Natural-language object grounding data

= Beginning of Section =

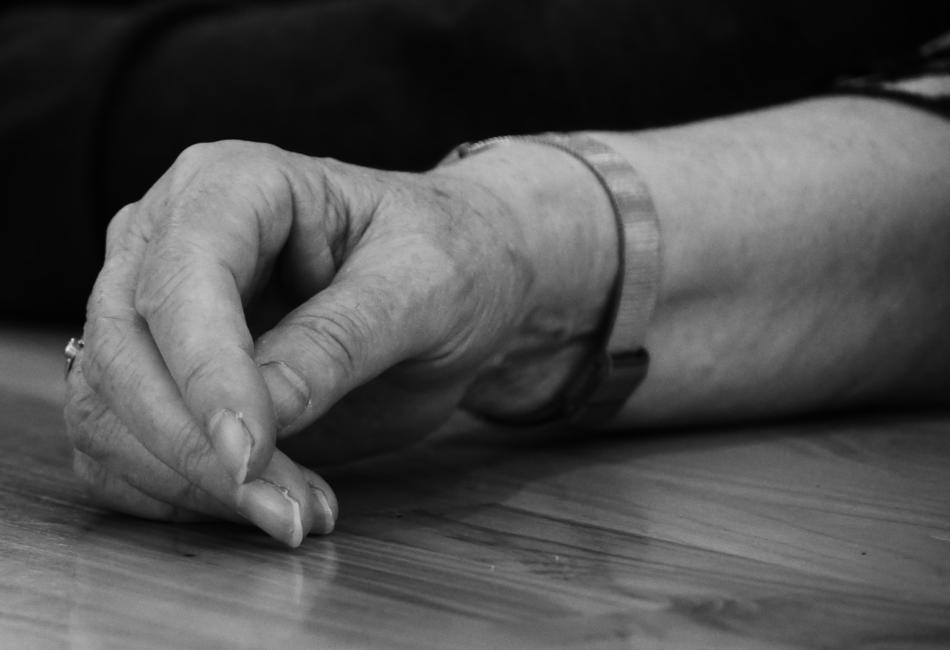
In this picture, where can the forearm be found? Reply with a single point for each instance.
(805, 257)
(807, 251)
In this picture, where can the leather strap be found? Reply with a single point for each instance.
(620, 362)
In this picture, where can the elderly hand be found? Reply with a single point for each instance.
(390, 298)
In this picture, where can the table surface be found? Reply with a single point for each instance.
(829, 533)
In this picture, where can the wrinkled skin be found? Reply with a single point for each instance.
(374, 300)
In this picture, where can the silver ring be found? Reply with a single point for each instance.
(73, 346)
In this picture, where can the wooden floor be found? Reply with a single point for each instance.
(826, 534)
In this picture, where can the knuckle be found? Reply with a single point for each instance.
(106, 354)
(161, 293)
(86, 469)
(200, 371)
(91, 429)
(336, 336)
(190, 455)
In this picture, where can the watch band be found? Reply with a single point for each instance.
(620, 362)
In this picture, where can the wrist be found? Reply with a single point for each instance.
(563, 223)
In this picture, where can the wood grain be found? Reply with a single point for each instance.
(819, 534)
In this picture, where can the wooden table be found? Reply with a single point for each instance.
(825, 534)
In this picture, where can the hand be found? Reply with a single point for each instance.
(394, 292)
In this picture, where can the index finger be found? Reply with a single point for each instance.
(214, 235)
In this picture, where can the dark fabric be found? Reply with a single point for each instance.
(921, 79)
(95, 102)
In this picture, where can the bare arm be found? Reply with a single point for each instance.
(806, 259)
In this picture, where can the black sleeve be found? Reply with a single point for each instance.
(96, 100)
(922, 79)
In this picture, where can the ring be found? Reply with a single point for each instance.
(72, 351)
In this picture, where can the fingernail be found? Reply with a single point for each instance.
(233, 442)
(272, 509)
(322, 509)
(289, 392)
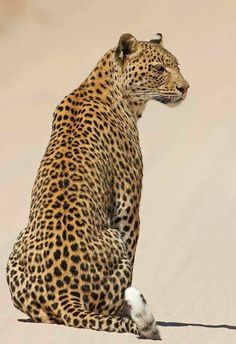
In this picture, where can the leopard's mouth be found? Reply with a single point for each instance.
(169, 101)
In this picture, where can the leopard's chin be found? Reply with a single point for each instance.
(175, 103)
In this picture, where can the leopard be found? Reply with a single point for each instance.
(73, 263)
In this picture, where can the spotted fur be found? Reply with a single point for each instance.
(73, 262)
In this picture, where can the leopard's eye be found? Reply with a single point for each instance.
(159, 68)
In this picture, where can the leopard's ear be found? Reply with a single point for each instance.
(127, 45)
(157, 39)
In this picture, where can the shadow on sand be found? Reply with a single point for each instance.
(178, 324)
(166, 324)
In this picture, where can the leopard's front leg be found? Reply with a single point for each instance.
(126, 219)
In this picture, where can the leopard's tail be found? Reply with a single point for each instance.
(141, 314)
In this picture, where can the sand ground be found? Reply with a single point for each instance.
(185, 263)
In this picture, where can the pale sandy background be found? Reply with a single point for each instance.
(185, 262)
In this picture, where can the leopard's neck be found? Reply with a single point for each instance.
(105, 84)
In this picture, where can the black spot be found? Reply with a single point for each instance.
(57, 271)
(63, 265)
(57, 254)
(75, 259)
(85, 288)
(73, 270)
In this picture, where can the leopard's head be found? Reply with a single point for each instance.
(149, 71)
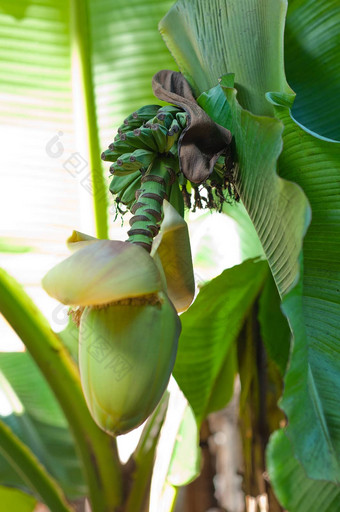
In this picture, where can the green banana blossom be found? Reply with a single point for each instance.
(128, 326)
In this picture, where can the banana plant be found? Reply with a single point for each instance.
(251, 128)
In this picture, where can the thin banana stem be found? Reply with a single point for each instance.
(32, 472)
(97, 450)
(86, 120)
(155, 186)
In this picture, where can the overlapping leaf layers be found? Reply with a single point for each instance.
(161, 152)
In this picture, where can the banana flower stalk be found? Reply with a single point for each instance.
(124, 300)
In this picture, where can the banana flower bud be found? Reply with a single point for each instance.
(128, 330)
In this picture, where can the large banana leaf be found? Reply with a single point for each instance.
(41, 46)
(306, 274)
(49, 131)
(296, 492)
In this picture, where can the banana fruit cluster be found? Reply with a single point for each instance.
(145, 134)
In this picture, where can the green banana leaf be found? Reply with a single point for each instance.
(13, 499)
(41, 425)
(54, 448)
(312, 64)
(36, 64)
(306, 271)
(31, 388)
(206, 360)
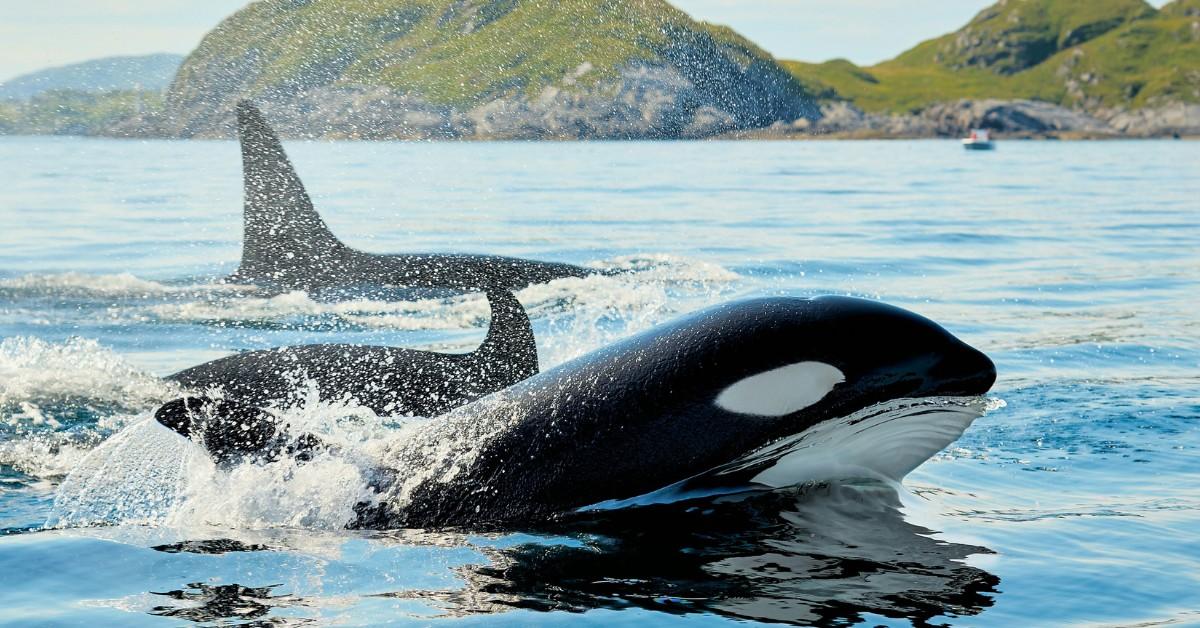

= End of Section =

» **The problem**
Word-for-word repeat, images excluded: return all the data.

» **Answer area**
In this picture, where can the forearm be found? Reply with a single point for each instance.
(805, 257)
(807, 251)
In this picture, where can the leather strap be found? Reply with a single point for each instance.
(620, 362)
In this picture, where can the elderly hand be found? Reply with a single point for each instance.
(390, 298)
In this picture, where can the table surface be found? Reply with a single point for each instance.
(829, 533)
In this picture, where can the wrinkled skin be found? Reply with a single point for each instance.
(374, 300)
In this picture, where can the silver ring be found? Reply with a single point for each instance.
(73, 346)
In this picture, where can the wooden floor be found? Reply with a single point for each instance.
(826, 534)
In this picture, where can the knuckle be found? Reply with a single point for each instance.
(106, 354)
(161, 293)
(86, 469)
(200, 371)
(91, 429)
(336, 336)
(190, 455)
In this picture, where can the watch band be found? Reply with a single point for each instance.
(620, 362)
In this picture, where can the wrist be found? Reply with a single point for each instance.
(563, 223)
In this picture, where can the wood grain be found? Reply with a single point for each instance.
(819, 534)
In this picture, where can the wooden table be found? Reply with a single point for each instance.
(825, 534)
In this picture, where can the hand be found? Reply with a single point for each instance.
(394, 292)
In this picture, where can the index finger be found? Reply with a single point for each instance.
(214, 235)
In this picture, where can the dark fabric be found? Reply with a single point for each instance.
(921, 79)
(95, 102)
In this picture, where can the bare arm be found? Reply with a single point for each instance.
(806, 259)
In this picture, where can the black sleeve be found? Reply with a single point for each instance.
(96, 100)
(922, 79)
In this picture, where can the ring be found? Reply with a single point for each instance.
(72, 351)
In this picture, where can the fingernail be found? Reply with a single point for each instance.
(233, 442)
(272, 509)
(322, 509)
(289, 392)
In this picture, where can the leopard's mouth be found? Reply with a single point for each instance.
(169, 101)
In this picture, where can the leopard's chin be found? Reply with a single point for each instance.
(175, 103)
In this picture, where can the leopard be found? Reply with a single point for each instance.
(73, 263)
In this picture, where can the spotted fur be found? Reply with a single point for each instance.
(73, 262)
In this picture, where can the leopard's eye be found? Reply with a single point for each instance.
(159, 68)
In this picture, where can the leopard's ear be found? Reply with a single point for each instance.
(127, 45)
(157, 39)
In this picture, where can the shadow on sand be found? Reply with a single point for each instance.
(178, 324)
(166, 324)
In this picture, where can the leopard's front leg be found? Reply with a single point for each instance.
(126, 219)
In this picture, where can the leopard's tail be found? Reply with a single point for each instance.
(141, 314)
In this picture, where can the sand ground be found? Reply with a single point for each instance.
(185, 263)
In this picture, where can the pale sandy background be found? Reply with a single point for each instance.
(185, 262)
In this picture, where can the leopard's neck be found? Reply with a single point for each instance.
(105, 84)
In this picture, where can the black spot be found? Reply with a single point for each instance.
(57, 271)
(63, 265)
(57, 254)
(75, 259)
(85, 288)
(73, 270)
In this picture, where can the leopard's head be found? Reply with a single point for each instance.
(149, 71)
In this picture, where can the green banana blossom be found? Reply with a single point for each instance.
(128, 326)
In this picture, where can the banana plant be found? Reply with a single point for each instance.
(251, 128)
In this picture, where can the thin banana stem be found? Reply with a single point for each instance.
(32, 472)
(97, 450)
(86, 120)
(155, 186)
In this picture, where can the overlapping leaf layers be found? Reply with a single point for each instance.
(161, 152)
In this picture, where can the banana flower stalk be found? Reply with a single point for each instance.
(124, 300)
In this picture, where can the banana flower bud be found? Reply with a single point for each instance.
(128, 330)
In this picture, where can the large banana leaf be found? Reply with a single point for each instance.
(41, 46)
(306, 274)
(49, 131)
(296, 492)
In this picture, where can the banana fruit cluster be found? Reply with a single point for each instance.
(145, 134)
In this picture, where can the green banana leaf be found? Reply with a single point for each instance.
(13, 499)
(41, 425)
(54, 448)
(312, 64)
(36, 64)
(306, 271)
(31, 388)
(206, 360)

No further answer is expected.